BEGIN Task material
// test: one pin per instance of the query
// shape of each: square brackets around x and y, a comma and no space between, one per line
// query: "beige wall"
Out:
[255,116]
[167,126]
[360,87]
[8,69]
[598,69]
END Task material
**The problem**
Please repeat the lines above word for word, with every character unchanged.

**Answer to the task**
// test: one pin per instance of the query
// shape of each: square brackets around x and y, a comma and no space between, one per line
// query: "beige wall"
Out:
[255,116]
[167,126]
[360,87]
[8,69]
[598,69]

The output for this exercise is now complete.